→ Ação necessária 1:
Liste, na ordem em que aparecem, todos os valores em reais citados no trecho sobre os carros esportivos.
→ Ação necessária 2:
Transcreva o trecho sobre os carros esportivos começando em "Quatro meses depois, a" e seguindo até "de 150 unidades.".

→ Trecho da página:

Para Cintra, o Mustang GT Performance Manual já nasce como um carro para entusiastas que, futuramente, será ainda mais desejado e valorizado. “Sinto que as marcas estão atentas a essa necessidade de atender esse público. Mas deveriam escolher realmente quem vai comprar o carro para usar e não especuladores e revendedores”, alfineta o colecionador, se referindo a unidades anunciadas por R$ 720 mil, valor bem superior aos R$ 600 mil divulgados pela marca.
A saída foi buscar outro esportivo: “Hoje estamos avaliando a compra de um 911 T, que a Porsche está trazendo também com o tão desejado câmbio manual”.
Quatro meses depois, a Volkswagen seguiu estratégia similar ao escalar seu principal ícone de esportividade, disponibilizar dele apenas 350 unidades e pedir R$ 430 mil por um Golf GTI – esgotado em um fim de semana de venda, o que levou a empresa a encomendar mais um lote de 150 unidades.
Para garantir que o modelo realmente vá para a garagem de entusiastas e colecionadores e evitar sobrepreços, a marca estabeleceu em contrato deter a preferência de recompra.
Sócio da consultoria de branding e pesquisa Brandwagon, Marcos Bedendo sublinha algumas razões para o sucesso de Ford e Volkswagen — que faturaram R$ 120 milhões e R$ 150 milhões, respectivamente.
“Esse tipo de ação é muito voltado para os aficionados, indivíduos que realmente têm um envolvimento muito grande com a marca ou com o modelo do veículo, além de terem capacidade de pagar os valores altos pedidos. Esse tipo de envolvimento é comum em quem conhece a história e de certa forma vive a cultura do carro”, reflete Bedendo.

→ Dados de entrada:
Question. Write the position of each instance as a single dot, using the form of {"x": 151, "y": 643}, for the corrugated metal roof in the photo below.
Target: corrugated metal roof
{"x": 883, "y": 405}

→ Resposta 1:
R$ 720 mil
R$ 600 mil
R$ 430 mil
R$ 120 milhões
R$ 150 milhões

→ Resposta 2:
Quatro meses depois, a Volkswagen seguiu estratégia similar ao escalar seu principal ícone de esportividade, disponibilizar dele apenas 350 unidades e pedir R$ 430 mil por um Golf GTI – esgotado em um fim de semana de venda, o que levou a empresa a encomendar mais um lote de 150 unidades.